==== SOURCE DOCUMENT

I learned over the weekend that a historic figure in science-based medicine has died. If you know anything about the history of the Food and Drug Administration (FDA), you will know this woman’s name, Frances O. Kelsey, MD, PhD. It turns out that Dr. Kelsey died on Friday at the age of 101. Somehow I missed the news on Friday, but once the story showed up in my news feeds over the weekend, I knew I had to make her today’s topic. Here’s the short version:

The sedative was Kevadon, and the application to market it in America reached the new medical officer at the Food and Drug Administration in September 1960. The drug had already been sold to pregnant women in Europe for morning sickness, and the application seemed routine, ready for the rubber stamp.

But some data on the drug’s safety troubled Dr. Frances Oldham Kelsey, a former family doctor and teacher in South Dakota who had just taken the F.D.A. job in Washington, reviewing requests to license new drugs. She asked the manufacturer, the William S. Merrell Company of Cincinnati, for more information.

Thus began a fateful test of wills. Merrell responded. Dr. Kelsey wanted more. Merrell complained to Dr. Kelsey’s bosses, calling her a petty bureaucrat. She persisted. On it went. But by late 1961, the terrible evidence was pouring in. The drug — better known by its generic name, thalidomide — was causing thousands of babies in Europe, Britain, Canada and the Middle East to be born with flipperlike arms and legs and other defects.


It’s important to understand the context. When Dr. Kelsey received the application for Kevadon, the laws governing drug approval and the power of the FDA were very different than today, and the FDA was a very different agency. Back then, all the FDA was charged with doing was to make sure that the drugs it approved were safe. It’s worth reviewing the history of the FDA up to 1960, when that fateful application for approval from the Merrell Company first crossed the desk of a new medical officer, who also happened to be a woman in what was then most definitely a man’s world in science.

Before 1906, there was no federal law protecting the public from dangerous drugs or food. The decades leading up to that year were a golden age of quackery, with all sorts of patent medicines being sold by wandering salespeople and Bayer sold Heroin as a non-addictive morphine substitute and cough suppressant. Pharmaceutical companies didn’t have to demonstrate safety or efficacy of their drugs before marketing them. It is an age that quacks, understandably, pine for. In 1906, Congress passed and President Theodore Roosevelt signed the Pure Food and Drug Act of 1906. Then, as now, such regulation was not easy to pass. It took muckraking and exposes such as The Jungle by Upton Sinclair to rally support for such a law.

========
==== SOURCE DATA

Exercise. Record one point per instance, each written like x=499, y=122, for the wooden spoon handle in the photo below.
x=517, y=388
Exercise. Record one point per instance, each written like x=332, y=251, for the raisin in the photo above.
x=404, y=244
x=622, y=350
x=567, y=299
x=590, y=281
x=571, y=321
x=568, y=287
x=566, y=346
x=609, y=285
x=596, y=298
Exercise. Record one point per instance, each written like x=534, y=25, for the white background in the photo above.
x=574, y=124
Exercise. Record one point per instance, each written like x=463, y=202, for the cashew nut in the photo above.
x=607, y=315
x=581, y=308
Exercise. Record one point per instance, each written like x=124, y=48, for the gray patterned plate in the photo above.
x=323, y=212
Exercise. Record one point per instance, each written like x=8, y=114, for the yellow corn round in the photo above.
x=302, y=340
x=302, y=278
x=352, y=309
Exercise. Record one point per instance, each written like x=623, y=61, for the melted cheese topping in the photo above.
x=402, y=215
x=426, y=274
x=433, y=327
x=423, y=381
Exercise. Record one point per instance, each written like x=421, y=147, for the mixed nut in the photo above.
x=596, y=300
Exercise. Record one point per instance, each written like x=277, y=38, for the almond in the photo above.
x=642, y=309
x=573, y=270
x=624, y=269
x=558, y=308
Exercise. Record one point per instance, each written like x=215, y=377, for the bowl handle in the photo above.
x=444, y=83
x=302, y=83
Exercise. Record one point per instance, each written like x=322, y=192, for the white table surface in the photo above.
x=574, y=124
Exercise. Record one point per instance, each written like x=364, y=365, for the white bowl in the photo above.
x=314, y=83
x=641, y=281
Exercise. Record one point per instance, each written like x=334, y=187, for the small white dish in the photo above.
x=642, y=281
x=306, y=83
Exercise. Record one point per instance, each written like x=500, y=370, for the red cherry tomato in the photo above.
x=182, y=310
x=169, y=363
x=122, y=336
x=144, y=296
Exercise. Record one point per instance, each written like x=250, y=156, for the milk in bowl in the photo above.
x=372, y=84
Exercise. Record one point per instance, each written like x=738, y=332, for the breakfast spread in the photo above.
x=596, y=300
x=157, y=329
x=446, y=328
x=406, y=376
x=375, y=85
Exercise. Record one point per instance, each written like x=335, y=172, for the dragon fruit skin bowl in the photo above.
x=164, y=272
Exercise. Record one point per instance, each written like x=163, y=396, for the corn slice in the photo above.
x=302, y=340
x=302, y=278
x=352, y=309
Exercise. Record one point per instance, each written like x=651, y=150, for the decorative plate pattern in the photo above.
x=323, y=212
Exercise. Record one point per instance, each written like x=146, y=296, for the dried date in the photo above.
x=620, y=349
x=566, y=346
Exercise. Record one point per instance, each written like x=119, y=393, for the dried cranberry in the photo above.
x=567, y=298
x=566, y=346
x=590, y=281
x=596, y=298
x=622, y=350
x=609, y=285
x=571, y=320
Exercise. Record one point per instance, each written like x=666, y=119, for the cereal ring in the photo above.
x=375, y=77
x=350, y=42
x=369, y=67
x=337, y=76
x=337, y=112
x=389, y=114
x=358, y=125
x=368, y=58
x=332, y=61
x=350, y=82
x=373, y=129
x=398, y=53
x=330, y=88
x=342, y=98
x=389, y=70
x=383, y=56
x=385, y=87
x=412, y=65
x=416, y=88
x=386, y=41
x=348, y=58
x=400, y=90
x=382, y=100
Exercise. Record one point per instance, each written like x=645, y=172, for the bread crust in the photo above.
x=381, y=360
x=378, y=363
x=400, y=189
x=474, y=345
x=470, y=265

========
==== SOURCE DATA

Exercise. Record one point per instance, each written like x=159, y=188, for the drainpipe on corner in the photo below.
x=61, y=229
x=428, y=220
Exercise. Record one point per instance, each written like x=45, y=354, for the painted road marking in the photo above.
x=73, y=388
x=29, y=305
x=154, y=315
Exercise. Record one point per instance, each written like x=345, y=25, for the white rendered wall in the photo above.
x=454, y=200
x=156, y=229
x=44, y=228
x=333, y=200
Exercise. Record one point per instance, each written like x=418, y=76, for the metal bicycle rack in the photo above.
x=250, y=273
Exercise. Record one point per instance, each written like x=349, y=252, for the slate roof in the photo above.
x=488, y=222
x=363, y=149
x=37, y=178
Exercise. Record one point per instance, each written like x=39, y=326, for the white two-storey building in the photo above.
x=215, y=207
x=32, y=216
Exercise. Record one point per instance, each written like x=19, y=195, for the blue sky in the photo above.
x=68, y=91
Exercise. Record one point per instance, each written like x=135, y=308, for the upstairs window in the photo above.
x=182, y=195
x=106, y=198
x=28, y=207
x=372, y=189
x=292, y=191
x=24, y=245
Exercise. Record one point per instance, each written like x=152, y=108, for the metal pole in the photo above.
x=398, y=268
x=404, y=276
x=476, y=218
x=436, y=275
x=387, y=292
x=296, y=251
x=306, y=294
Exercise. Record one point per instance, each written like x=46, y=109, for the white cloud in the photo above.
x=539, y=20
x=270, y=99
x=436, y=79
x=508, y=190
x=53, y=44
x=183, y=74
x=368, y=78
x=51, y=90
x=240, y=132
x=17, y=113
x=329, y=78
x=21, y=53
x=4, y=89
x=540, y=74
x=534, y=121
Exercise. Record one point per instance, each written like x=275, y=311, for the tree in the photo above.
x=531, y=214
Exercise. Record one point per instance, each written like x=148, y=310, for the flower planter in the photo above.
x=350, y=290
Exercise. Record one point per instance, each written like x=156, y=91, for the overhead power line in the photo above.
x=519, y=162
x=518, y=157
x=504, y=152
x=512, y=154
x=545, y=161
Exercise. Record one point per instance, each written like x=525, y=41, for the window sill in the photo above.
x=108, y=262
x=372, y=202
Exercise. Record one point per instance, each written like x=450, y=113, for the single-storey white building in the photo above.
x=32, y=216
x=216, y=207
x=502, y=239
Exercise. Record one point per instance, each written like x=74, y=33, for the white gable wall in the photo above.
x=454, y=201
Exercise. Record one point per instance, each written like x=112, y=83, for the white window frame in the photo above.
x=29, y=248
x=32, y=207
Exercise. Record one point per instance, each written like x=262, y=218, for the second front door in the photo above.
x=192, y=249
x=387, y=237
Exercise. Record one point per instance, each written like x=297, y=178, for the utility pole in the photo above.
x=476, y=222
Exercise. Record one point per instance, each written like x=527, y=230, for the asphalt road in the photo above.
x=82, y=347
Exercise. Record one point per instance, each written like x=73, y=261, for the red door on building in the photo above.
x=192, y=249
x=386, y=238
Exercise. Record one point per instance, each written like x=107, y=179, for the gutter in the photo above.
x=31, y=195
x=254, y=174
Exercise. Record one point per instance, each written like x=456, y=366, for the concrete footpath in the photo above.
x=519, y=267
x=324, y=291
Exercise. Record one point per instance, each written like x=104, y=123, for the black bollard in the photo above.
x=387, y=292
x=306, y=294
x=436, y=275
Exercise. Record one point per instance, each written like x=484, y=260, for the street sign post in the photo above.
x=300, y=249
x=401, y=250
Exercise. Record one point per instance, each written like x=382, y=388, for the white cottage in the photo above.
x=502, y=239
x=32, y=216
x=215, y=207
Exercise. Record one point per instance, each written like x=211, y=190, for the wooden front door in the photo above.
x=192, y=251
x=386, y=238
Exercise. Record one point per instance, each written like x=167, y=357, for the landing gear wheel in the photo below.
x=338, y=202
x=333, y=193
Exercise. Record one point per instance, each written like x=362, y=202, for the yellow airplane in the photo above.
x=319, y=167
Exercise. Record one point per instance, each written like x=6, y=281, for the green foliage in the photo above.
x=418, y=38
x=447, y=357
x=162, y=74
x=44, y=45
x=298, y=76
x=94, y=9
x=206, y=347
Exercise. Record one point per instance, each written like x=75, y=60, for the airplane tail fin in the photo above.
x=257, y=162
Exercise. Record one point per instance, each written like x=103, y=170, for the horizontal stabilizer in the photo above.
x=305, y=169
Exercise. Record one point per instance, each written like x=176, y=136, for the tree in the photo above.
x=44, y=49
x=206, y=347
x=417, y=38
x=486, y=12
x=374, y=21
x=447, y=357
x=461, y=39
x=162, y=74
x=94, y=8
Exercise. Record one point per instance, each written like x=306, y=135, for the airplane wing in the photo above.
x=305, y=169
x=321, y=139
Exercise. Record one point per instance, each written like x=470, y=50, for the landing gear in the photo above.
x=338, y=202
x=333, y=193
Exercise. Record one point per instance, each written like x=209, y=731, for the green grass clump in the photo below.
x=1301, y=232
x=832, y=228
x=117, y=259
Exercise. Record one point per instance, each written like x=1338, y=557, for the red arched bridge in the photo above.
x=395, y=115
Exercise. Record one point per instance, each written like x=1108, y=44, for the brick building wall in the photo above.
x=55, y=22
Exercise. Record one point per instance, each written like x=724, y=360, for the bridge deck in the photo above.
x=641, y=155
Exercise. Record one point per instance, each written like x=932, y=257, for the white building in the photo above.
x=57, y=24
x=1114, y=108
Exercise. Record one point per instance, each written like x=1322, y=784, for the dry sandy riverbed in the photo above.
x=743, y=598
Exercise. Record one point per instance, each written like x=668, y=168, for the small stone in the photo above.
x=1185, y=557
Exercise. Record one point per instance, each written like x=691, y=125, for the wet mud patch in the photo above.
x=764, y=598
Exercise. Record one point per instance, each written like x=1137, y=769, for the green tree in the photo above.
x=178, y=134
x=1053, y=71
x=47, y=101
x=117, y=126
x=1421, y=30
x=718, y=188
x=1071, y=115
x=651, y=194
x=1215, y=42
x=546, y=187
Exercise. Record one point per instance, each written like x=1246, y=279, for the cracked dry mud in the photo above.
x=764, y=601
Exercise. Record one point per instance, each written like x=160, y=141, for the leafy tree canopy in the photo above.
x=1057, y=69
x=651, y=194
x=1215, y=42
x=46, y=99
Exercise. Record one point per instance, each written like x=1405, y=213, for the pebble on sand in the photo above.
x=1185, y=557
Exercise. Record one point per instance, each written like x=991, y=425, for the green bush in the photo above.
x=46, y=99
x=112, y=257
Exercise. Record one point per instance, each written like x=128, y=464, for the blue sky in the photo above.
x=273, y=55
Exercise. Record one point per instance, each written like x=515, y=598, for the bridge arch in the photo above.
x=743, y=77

========

EXERCISE OBJECTIVE:
From the text on Frances Kelsey and the FDA, copy the words from "The sedative was" to "for more information." exactly.

EXPECTED ANSWER:
The sedative was Kevadon, and the application to market it in America reached the new medical officer at the Food and Drug Administration in September 1960. The drug had already been sold to pregnant women in Europe for morning sickness, and the application seemed routine, ready for the rubber stamp.

But some data on the drug’s safety troubled Dr. Frances Oldham Kelsey, a former family doctor and teacher in South Dakota who had just taken the F.D.A. job in Washington, reviewing requests to license new drugs. She asked the manufacturer, the William S. Merrell Company of Cincinnati, for more information.